» TASK MATERIAL:
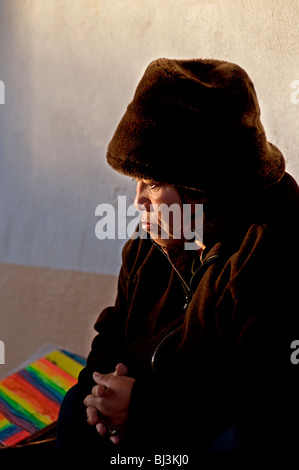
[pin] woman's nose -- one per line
(141, 201)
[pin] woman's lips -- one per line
(146, 225)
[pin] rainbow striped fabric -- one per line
(30, 399)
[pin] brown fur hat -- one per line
(196, 124)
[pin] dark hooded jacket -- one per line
(211, 351)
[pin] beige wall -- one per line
(70, 68)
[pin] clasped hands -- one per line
(107, 407)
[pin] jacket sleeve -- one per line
(257, 375)
(109, 345)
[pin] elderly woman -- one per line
(195, 354)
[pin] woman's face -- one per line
(162, 215)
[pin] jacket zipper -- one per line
(187, 292)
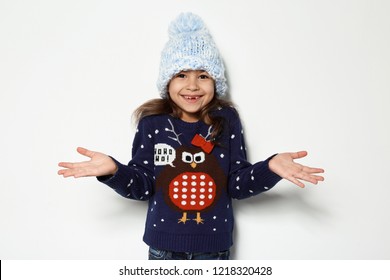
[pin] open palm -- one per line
(98, 165)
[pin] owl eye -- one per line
(186, 157)
(199, 157)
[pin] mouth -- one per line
(191, 98)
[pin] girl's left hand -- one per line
(283, 164)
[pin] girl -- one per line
(189, 156)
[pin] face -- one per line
(191, 91)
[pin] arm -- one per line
(134, 180)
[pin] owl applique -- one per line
(193, 182)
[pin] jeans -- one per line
(156, 254)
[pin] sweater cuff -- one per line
(121, 176)
(270, 177)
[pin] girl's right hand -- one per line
(99, 165)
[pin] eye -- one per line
(181, 75)
(199, 157)
(186, 157)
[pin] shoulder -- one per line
(153, 121)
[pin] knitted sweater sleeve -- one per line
(136, 179)
(246, 179)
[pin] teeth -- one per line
(191, 97)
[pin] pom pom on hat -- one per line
(190, 47)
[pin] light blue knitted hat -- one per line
(190, 47)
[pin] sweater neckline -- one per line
(184, 124)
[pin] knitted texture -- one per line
(190, 47)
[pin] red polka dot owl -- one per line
(194, 181)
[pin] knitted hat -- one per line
(190, 47)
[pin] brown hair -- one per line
(161, 106)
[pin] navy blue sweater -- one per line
(189, 183)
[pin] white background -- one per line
(311, 75)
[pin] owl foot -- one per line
(198, 219)
(183, 219)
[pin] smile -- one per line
(188, 97)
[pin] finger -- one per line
(299, 154)
(85, 152)
(74, 165)
(312, 170)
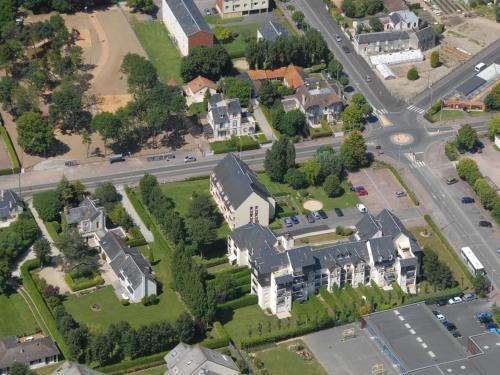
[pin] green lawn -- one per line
(161, 51)
(17, 318)
(281, 361)
(236, 47)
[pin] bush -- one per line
(412, 74)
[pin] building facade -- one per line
(186, 25)
(238, 8)
(238, 193)
(383, 251)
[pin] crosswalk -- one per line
(416, 109)
(414, 159)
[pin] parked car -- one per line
(362, 208)
(466, 200)
(468, 297)
(455, 300)
(451, 180)
(485, 224)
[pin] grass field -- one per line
(281, 361)
(434, 243)
(17, 319)
(161, 51)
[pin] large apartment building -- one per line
(238, 8)
(239, 194)
(383, 251)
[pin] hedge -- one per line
(246, 300)
(450, 248)
(31, 289)
(398, 177)
(76, 286)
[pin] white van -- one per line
(479, 67)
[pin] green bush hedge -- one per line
(77, 285)
(46, 315)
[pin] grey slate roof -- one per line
(382, 37)
(187, 360)
(8, 202)
(271, 30)
(73, 368)
(238, 180)
(87, 210)
(189, 17)
(24, 352)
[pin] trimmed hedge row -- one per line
(247, 300)
(450, 248)
(76, 286)
(398, 177)
(31, 289)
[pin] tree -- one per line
(35, 134)
(335, 68)
(279, 159)
(412, 74)
(223, 34)
(353, 151)
(494, 127)
(42, 251)
(268, 93)
(48, 205)
(332, 186)
(467, 138)
(376, 25)
(352, 117)
(296, 179)
(468, 170)
(184, 328)
(435, 59)
(209, 62)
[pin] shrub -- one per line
(412, 74)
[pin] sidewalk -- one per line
(131, 210)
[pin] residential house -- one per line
(185, 359)
(226, 119)
(239, 194)
(271, 30)
(10, 207)
(402, 20)
(385, 252)
(381, 42)
(73, 368)
(33, 351)
(196, 89)
(88, 217)
(132, 269)
(239, 8)
(186, 25)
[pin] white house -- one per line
(384, 251)
(10, 207)
(239, 194)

» WHAT THIS TASK INVOLVES:
Can you convert each line of the records above into a Markdown table with the columns No. and Entry, numbering the rows and skipping any blank lines? Leave the pictures out of the answer.

» TASK ANSWER:
| No. | Entry |
|---|---|
| 1 | [pin] woman's nose -- one per line |
| 2 | (141, 201) |
| 3 | [pin] woman's lips -- one per line |
| 4 | (146, 225) |
| 5 | [pin] rainbow striped fabric -- one per line |
| 6 | (30, 399) |
| 7 | [pin] brown fur hat -- one per line |
| 8 | (196, 124) |
| 9 | [pin] dark hooded jacket -- one per line |
| 10 | (211, 351) |
| 11 | [pin] beige wall -- one per line |
| 12 | (70, 68) |
| 13 | [pin] clasped hands -- one per line |
| 14 | (107, 407) |
| 15 | [pin] jacket sleeve -- one per line |
| 16 | (257, 375) |
| 17 | (109, 345) |
| 18 | [pin] elderly woman -- one per line |
| 19 | (195, 354) |
| 20 | [pin] woman's face -- one per line |
| 21 | (162, 215) |
| 22 | [pin] jacket zipper -- one per line |
| 23 | (187, 292) |
| 24 | [pin] open palm -- one per line |
| 25 | (98, 165) |
| 26 | [pin] owl eye -- one per line |
| 27 | (186, 157) |
| 28 | (199, 157) |
| 29 | [pin] mouth -- one per line |
| 30 | (191, 98) |
| 31 | [pin] girl's left hand -- one per line |
| 32 | (283, 164) |
| 33 | [pin] girl -- one per line |
| 34 | (189, 156) |
| 35 | [pin] face -- one per line |
| 36 | (191, 91) |
| 37 | [pin] arm -- one per line |
| 38 | (134, 180) |
| 39 | [pin] owl applique -- one per line |
| 40 | (193, 182) |
| 41 | [pin] jeans -- one per line |
| 42 | (156, 254) |
| 43 | [pin] sweater cuff -- one per line |
| 44 | (121, 176) |
| 45 | (270, 177) |
| 46 | [pin] girl's right hand -- one per line |
| 47 | (99, 165) |
| 48 | [pin] eye -- one per line |
| 49 | (181, 75) |
| 50 | (199, 157) |
| 51 | (186, 157) |
| 52 | [pin] shoulder -- one per line |
| 53 | (153, 121) |
| 54 | [pin] knitted sweater sleeve -- one per line |
| 55 | (136, 179) |
| 56 | (246, 179) |
| 57 | [pin] teeth -- one per line |
| 58 | (191, 97) |
| 59 | [pin] pom pom on hat -- one per line |
| 60 | (190, 47) |
| 61 | [pin] light blue knitted hat -- one per line |
| 62 | (190, 47) |
| 63 | [pin] sweater neckline -- one per line |
| 64 | (184, 124) |
| 65 | [pin] knitted texture -- one per line |
| 66 | (190, 47) |
| 67 | [pin] red polka dot owl -- one per line |
| 68 | (194, 181) |
| 69 | [pin] knitted hat -- one per line |
| 70 | (190, 47) |
| 71 | [pin] brown hair -- one per line |
| 72 | (161, 106) |
| 73 | [pin] navy blue sweater -- one per line |
| 74 | (189, 183) |
| 75 | [pin] white background -- one per line |
| 76 | (311, 75) |
| 77 | [pin] owl foot -- one per line |
| 78 | (198, 219) |
| 79 | (183, 219) |
| 80 | [pin] smile -- one per line |
| 81 | (188, 97) |
| 82 | [pin] finger -- one per line |
| 83 | (299, 154) |
| 84 | (85, 152) |
| 85 | (74, 165) |
| 86 | (312, 170) |
| 87 | [pin] green lawn -- one per line |
| 88 | (161, 51) |
| 89 | (17, 318) |
| 90 | (281, 361) |
| 91 | (236, 47) |
| 92 | [pin] bush -- one per line |
| 93 | (412, 74) |
| 94 | [pin] building facade -- one per line |
| 95 | (186, 25) |
| 96 | (238, 8) |
| 97 | (238, 193) |
| 98 | (383, 251) |
| 99 | [pin] crosswalk -- one per line |
| 100 | (416, 109) |
| 101 | (414, 159) |
| 102 | [pin] parked car -- one per line |
| 103 | (362, 208) |
| 104 | (466, 200) |
| 105 | (468, 297) |
| 106 | (455, 300) |
| 107 | (451, 180) |
| 108 | (485, 224) |
| 109 | [pin] grass field -- one per line |
| 110 | (281, 361) |
| 111 | (434, 243) |
| 112 | (17, 319) |
| 113 | (161, 51) |
| 114 | [pin] large apartment building -- one per line |
| 115 | (238, 8) |
| 116 | (239, 194) |
| 117 | (383, 251) |
| 118 | [pin] hedge -- one per line |
| 119 | (246, 300) |
| 120 | (450, 248) |
| 121 | (31, 289) |
| 122 | (398, 177) |
| 123 | (76, 286) |
| 124 | [pin] white van -- one per line |
| 125 | (479, 67) |
| 126 | [pin] green bush hedge -- one per line |
| 127 | (77, 285) |
| 128 | (46, 315) |
| 129 | [pin] grey slate roof -- one per line |
| 130 | (382, 37) |
| 131 | (187, 360) |
| 132 | (8, 202) |
| 133 | (271, 30) |
| 134 | (73, 368) |
| 135 | (238, 180) |
| 136 | (87, 210) |
| 137 | (189, 17) |
| 138 | (24, 352) |
| 139 | [pin] trimmed hedge row -- one per line |
| 140 | (247, 300) |
| 141 | (450, 248) |
| 142 | (76, 286) |
| 143 | (398, 177) |
| 144 | (31, 289) |
| 145 | [pin] tree -- one per line |
| 146 | (35, 134) |
| 147 | (335, 68) |
| 148 | (279, 159) |
| 149 | (412, 74) |
| 150 | (223, 34) |
| 151 | (353, 151) |
| 152 | (494, 127) |
| 153 | (42, 251) |
| 154 | (268, 93) |
| 155 | (48, 205) |
| 156 | (332, 186) |
| 157 | (467, 138) |
| 158 | (376, 25) |
| 159 | (352, 117) |
| 160 | (296, 179) |
| 161 | (468, 170) |
| 162 | (184, 328) |
| 163 | (435, 59) |
| 164 | (209, 62) |
| 165 | [pin] shrub -- one per line |
| 166 | (412, 74) |
| 167 | [pin] sidewalk -- one per line |
| 168 | (131, 210) |
| 169 | [pin] residential house -- one per line |
| 170 | (185, 359) |
| 171 | (226, 119) |
| 172 | (239, 194) |
| 173 | (271, 30) |
| 174 | (10, 207) |
| 175 | (402, 20) |
| 176 | (385, 252) |
| 177 | (381, 42) |
| 178 | (73, 368) |
| 179 | (33, 351) |
| 180 | (196, 89) |
| 181 | (88, 217) |
| 182 | (132, 269) |
| 183 | (239, 8) |
| 184 | (186, 25) |
| 185 | [pin] white house -- one per line |
| 186 | (384, 251) |
| 187 | (10, 207) |
| 188 | (239, 194) |